**TEXT PROVIDED**:
TSU scientists сreates a method to diagnose heart attack complications

13 March 2017

Scientists at TSU and the Research Institute of Cardiology are studying the immune system response that can provoke heart failure after myocardial infarction. They are developing a new methodology for assessing the immune inflammation in the heart that would allow identifying in time the patients who need additional treatment and observation.

Thanks to developments in medicine, the survival of patients after myocardial infarction has increased, but at the same time, the number of those with postinfarction heart failure also has increased. It is a very serious disease, which affects all the human organs, and the prospects for treatment are often limited. Therefore, scientists set themselves the task of predicting the complications of the infarct and managing them at an early stage.

The contribution of the immune system during myocardial infarction and its complications has been studied at the TSU Laboratory for Translational Cellular and Molecular Biomedicine and the Research Institute of Cardiology for several years. Scientific leaders of the project are Professor Julia Kzhyshkovska (Heidelberg University), the head of the laboratory, and Vyacheslav Ryabov, the deputy director of the Research Institute of Cardiology.

- Today, one-third of patients who have had a heart attack, even if they are provided with qualified help in time, had also heart failure, and no one knows why, - says Alexandra Gombozhapova, a member of the project. -We assume that this is because the inflammatory phases in these patients do not change in time: either the inflammation does not start or it lasts too long, and this breaks the process of healing the heart.

**DATA RECORDS**:
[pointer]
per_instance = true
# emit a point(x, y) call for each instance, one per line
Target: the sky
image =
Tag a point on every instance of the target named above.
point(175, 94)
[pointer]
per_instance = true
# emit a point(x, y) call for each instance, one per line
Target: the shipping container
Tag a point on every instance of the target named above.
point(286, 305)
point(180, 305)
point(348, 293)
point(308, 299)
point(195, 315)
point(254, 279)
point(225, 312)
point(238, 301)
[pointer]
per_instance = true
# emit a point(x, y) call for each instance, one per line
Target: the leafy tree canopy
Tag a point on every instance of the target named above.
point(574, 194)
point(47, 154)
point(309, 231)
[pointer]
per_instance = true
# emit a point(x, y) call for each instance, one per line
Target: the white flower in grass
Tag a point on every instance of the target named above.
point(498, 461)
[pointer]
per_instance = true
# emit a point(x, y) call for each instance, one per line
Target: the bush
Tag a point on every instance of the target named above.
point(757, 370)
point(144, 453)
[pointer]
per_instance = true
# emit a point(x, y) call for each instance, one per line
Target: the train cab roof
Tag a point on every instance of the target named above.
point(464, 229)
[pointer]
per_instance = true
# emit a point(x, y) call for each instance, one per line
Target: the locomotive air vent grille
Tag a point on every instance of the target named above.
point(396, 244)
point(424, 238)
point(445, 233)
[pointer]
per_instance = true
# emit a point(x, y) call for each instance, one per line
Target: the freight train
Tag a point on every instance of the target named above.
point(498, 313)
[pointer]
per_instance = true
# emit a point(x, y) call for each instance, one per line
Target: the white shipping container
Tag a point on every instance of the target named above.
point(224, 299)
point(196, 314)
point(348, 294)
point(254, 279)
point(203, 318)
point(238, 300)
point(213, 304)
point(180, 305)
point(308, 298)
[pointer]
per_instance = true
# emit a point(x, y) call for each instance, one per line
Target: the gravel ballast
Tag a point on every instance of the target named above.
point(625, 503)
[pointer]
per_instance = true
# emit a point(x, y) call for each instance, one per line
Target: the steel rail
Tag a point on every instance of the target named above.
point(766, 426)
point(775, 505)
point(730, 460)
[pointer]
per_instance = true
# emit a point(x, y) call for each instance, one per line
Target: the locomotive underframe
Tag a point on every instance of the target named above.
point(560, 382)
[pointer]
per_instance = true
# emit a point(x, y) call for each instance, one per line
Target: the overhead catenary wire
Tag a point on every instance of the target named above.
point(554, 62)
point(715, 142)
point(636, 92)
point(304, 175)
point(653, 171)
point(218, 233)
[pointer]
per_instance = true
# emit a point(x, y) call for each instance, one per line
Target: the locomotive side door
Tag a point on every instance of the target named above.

**REQUIREMENT 1**: In the article on heart attack complications, reproduce the text starting at "- Today, one-third" and ending at "healing the heart.", switching "one-third" to "a third".
**REQUIREMENT 2**: Name every person mentioned in the article about diagnosing heart attack complications.
**REQUIREMENT 3**: Write the next part of the article on the TSU heart attack research, following on from its last sentence.

**ANSWER SECTION 1**:
- Today, a third of patients who have had a heart attack, even if they are provided with qualified help in time, had also heart failure, and no one knows why, - says Alexandra Gombozhapova, a member of the project. -We assume that this is because the inflammatory phases in these patients do not change in time: either the inflammation does not start or it lasts too long, and this breaks the process of healing the heart.

**ANSWER SECTION 2**: Julia Kzhyshkovska, Vyacheslav Ryabov, Alexandra Gombozhapova

**ANSWER SECTION 3**:
According to Alexandra, there is no method for assessing the inflammatory process directly in the heart after a heart attack. Scientists at TSU and the Institute of Cardiology plan to find specific biomarkers for this process, and their combinations in immune cells, macrophages. To do this, they examine the heart tissue of patients who died from myocardial infarction and its complications, and with the help of biomarkers assess the presence and the number of different types of macrophages, so that the nature of the inflammation can be assessed.

-In the project, we plan to consider the behavior of six biomarkers in 40-60 patients, - says Alexandra Gombozhapova. - As a result, we plan to create diagnostic panels from biomarkers and their combinations, which in the future will allow specialists to make analyses quickly, to timely identify a risk group among patients, and to prevent the development of dangerous complications, in particular heart failure. 

Based on the results of the project, it is planned to patent the diagnostic method. In the future, according to the results of the study, scientists do not exclude the possibility of not only determining the nature of inflammation in the heart but also studying macrophages as therapeutic targets.